Collected data entries:

::::::

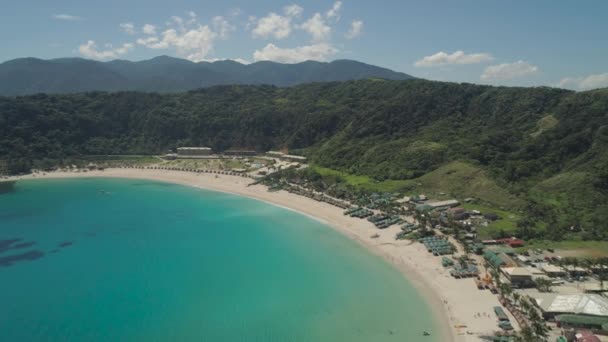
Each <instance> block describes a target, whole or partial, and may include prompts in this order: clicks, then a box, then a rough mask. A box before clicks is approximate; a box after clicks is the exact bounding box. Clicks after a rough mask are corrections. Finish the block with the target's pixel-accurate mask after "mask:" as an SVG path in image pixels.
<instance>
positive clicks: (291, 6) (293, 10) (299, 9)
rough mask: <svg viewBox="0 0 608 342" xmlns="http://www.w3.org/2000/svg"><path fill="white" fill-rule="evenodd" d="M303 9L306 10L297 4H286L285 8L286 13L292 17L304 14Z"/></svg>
mask: <svg viewBox="0 0 608 342" xmlns="http://www.w3.org/2000/svg"><path fill="white" fill-rule="evenodd" d="M302 11H304V9H303V8H302V7H300V6H298V5H296V4H293V5H289V6H285V8H283V12H284V13H285V15H287V16H288V17H292V18H296V17H299V16H300V15H302Z"/></svg>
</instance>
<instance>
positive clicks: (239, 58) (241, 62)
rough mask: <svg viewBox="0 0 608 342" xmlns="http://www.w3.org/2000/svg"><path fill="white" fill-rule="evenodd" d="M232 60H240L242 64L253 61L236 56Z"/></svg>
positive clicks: (248, 62)
mask: <svg viewBox="0 0 608 342" xmlns="http://www.w3.org/2000/svg"><path fill="white" fill-rule="evenodd" d="M232 60H233V61H235V62H239V63H241V64H250V63H251V62H250V61H248V60H246V59H242V58H234V59H232Z"/></svg>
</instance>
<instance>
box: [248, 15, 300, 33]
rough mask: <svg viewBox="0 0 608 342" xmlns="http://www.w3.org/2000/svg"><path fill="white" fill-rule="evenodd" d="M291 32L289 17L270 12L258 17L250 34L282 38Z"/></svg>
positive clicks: (290, 19) (290, 20)
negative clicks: (253, 28) (256, 24)
mask: <svg viewBox="0 0 608 342" xmlns="http://www.w3.org/2000/svg"><path fill="white" fill-rule="evenodd" d="M290 33H291V17H288V16H281V15H278V14H276V13H274V12H271V13H270V14H268V15H267V16H265V17H264V18H260V19H259V20H258V22H257V26H256V27H255V28H254V29H253V31H252V34H253V36H254V37H256V38H270V37H272V38H275V39H283V38H287V37H289V34H290Z"/></svg>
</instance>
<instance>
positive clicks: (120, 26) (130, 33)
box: [120, 23, 135, 35]
mask: <svg viewBox="0 0 608 342" xmlns="http://www.w3.org/2000/svg"><path fill="white" fill-rule="evenodd" d="M120 28H121V29H122V30H123V31H125V32H126V33H127V34H131V35H133V34H135V25H133V23H122V24H120Z"/></svg>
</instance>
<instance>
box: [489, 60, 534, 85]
mask: <svg viewBox="0 0 608 342" xmlns="http://www.w3.org/2000/svg"><path fill="white" fill-rule="evenodd" d="M536 72H538V67H537V66H535V65H532V64H530V63H528V62H524V61H522V60H519V61H517V62H515V63H503V64H499V65H491V66H489V67H487V68H486V69H485V70H484V72H483V74H482V75H481V79H482V80H491V79H495V80H510V79H513V78H521V77H526V76H530V75H533V74H535V73H536Z"/></svg>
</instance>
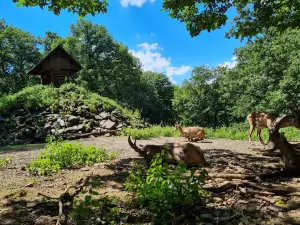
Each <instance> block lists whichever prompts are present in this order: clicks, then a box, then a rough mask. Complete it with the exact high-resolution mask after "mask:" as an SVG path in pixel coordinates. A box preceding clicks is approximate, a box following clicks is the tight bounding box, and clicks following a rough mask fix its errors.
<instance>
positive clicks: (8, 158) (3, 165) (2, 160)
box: [0, 156, 12, 168]
mask: <svg viewBox="0 0 300 225" xmlns="http://www.w3.org/2000/svg"><path fill="white" fill-rule="evenodd" d="M11 159H12V157H11V156H10V157H5V158H0V168H3V167H6V166H7V165H8V164H10V163H11V161H12V160H11Z"/></svg>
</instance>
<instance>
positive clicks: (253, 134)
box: [123, 123, 300, 142]
mask: <svg viewBox="0 0 300 225" xmlns="http://www.w3.org/2000/svg"><path fill="white" fill-rule="evenodd" d="M174 129H175V127H170V126H167V127H161V126H153V127H150V128H145V129H129V128H127V129H125V130H124V131H123V135H125V136H127V135H129V134H130V135H131V136H133V137H134V138H136V139H145V140H147V139H151V138H155V137H160V136H163V137H179V136H180V133H179V132H178V131H174ZM249 129H250V128H249V125H248V124H243V123H241V124H233V125H231V126H230V127H220V128H217V129H212V128H204V130H205V133H206V138H207V139H217V138H225V139H232V140H248V132H249ZM280 131H281V132H284V134H285V136H286V137H287V139H288V140H290V141H299V140H300V130H299V129H296V128H294V127H287V128H283V129H281V130H280ZM262 138H263V140H264V141H265V142H266V141H267V140H268V129H263V130H262ZM252 139H253V140H255V141H257V140H258V138H257V136H256V130H255V131H254V132H253V134H252Z"/></svg>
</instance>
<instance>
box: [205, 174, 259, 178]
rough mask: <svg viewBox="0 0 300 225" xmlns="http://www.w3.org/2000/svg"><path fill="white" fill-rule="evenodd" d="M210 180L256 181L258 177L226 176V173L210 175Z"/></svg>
mask: <svg viewBox="0 0 300 225" xmlns="http://www.w3.org/2000/svg"><path fill="white" fill-rule="evenodd" d="M208 178H223V179H225V180H232V179H241V180H254V179H255V178H256V177H255V176H251V175H246V174H226V173H210V174H208Z"/></svg>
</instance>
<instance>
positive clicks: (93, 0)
mask: <svg viewBox="0 0 300 225" xmlns="http://www.w3.org/2000/svg"><path fill="white" fill-rule="evenodd" d="M13 2H16V3H17V6H26V7H28V6H30V7H32V6H39V7H40V8H41V9H44V7H47V8H48V10H49V11H52V12H53V13H54V14H55V15H59V14H60V11H61V10H62V9H67V10H68V11H69V12H72V13H77V14H78V15H79V16H81V17H84V16H86V15H88V14H91V15H93V16H95V15H96V14H97V13H106V12H107V6H108V3H107V1H106V0H77V1H65V0H37V1H36V0H13Z"/></svg>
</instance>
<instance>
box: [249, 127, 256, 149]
mask: <svg viewBox="0 0 300 225" xmlns="http://www.w3.org/2000/svg"><path fill="white" fill-rule="evenodd" d="M254 128H255V127H254V126H253V125H252V124H250V132H249V134H248V140H249V144H251V145H253V142H252V139H251V135H252V133H253V131H254Z"/></svg>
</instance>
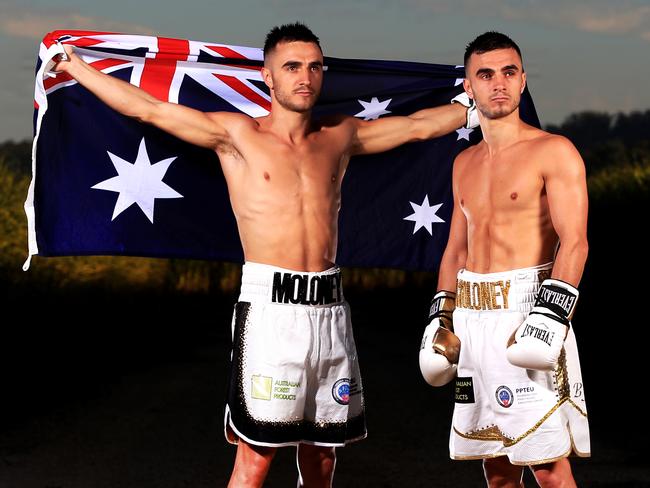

::::::

### What you need to do
Please repeat exactly the data above from its first line to the line that contains "positive clicks: (290, 19) (290, 20)", inclusive, and leave every picture out.

### Solution to this exercise
Each <instance> block describes a target, whole or partial, and may include prompts in this order: clicks, then a box, then a rough mask. A box before clicks is approximate; a box after clicks is the exact bounding box. Clicks after a rough mask are corrections. Finish the block with the target's pixel-accurate mask after "mask:" as an SVG path in image pixels.
<instance>
positive clicks: (291, 6) (293, 10) (299, 9)
rough mask: <svg viewBox="0 0 608 342" xmlns="http://www.w3.org/2000/svg"><path fill="white" fill-rule="evenodd" d="M303 9L306 10L297 4H286L285 8L286 13L292 17L304 14Z"/></svg>
mask: <svg viewBox="0 0 608 342" xmlns="http://www.w3.org/2000/svg"><path fill="white" fill-rule="evenodd" d="M302 11H304V9H303V8H302V7H300V6H298V5H296V4H293V5H289V6H285V8H283V12H284V13H285V15H287V16H288V17H292V18H296V17H299V16H300V15H302Z"/></svg>
</instance>
<instance>
positive clicks: (239, 58) (241, 62)
rough mask: <svg viewBox="0 0 608 342" xmlns="http://www.w3.org/2000/svg"><path fill="white" fill-rule="evenodd" d="M232 60H240L242 64L253 61L236 56Z"/></svg>
positive clicks: (248, 62)
mask: <svg viewBox="0 0 608 342" xmlns="http://www.w3.org/2000/svg"><path fill="white" fill-rule="evenodd" d="M232 60H233V61H235V62H239V63H241V64H250V63H251V62H250V61H248V60H246V59H242V58H234V59H232Z"/></svg>
</instance>
<instance>
box: [248, 15, 300, 33]
rough mask: <svg viewBox="0 0 608 342" xmlns="http://www.w3.org/2000/svg"><path fill="white" fill-rule="evenodd" d="M291 32L289 17L270 12L258 17L250 34L282 38Z"/></svg>
positive clicks: (290, 19) (290, 20)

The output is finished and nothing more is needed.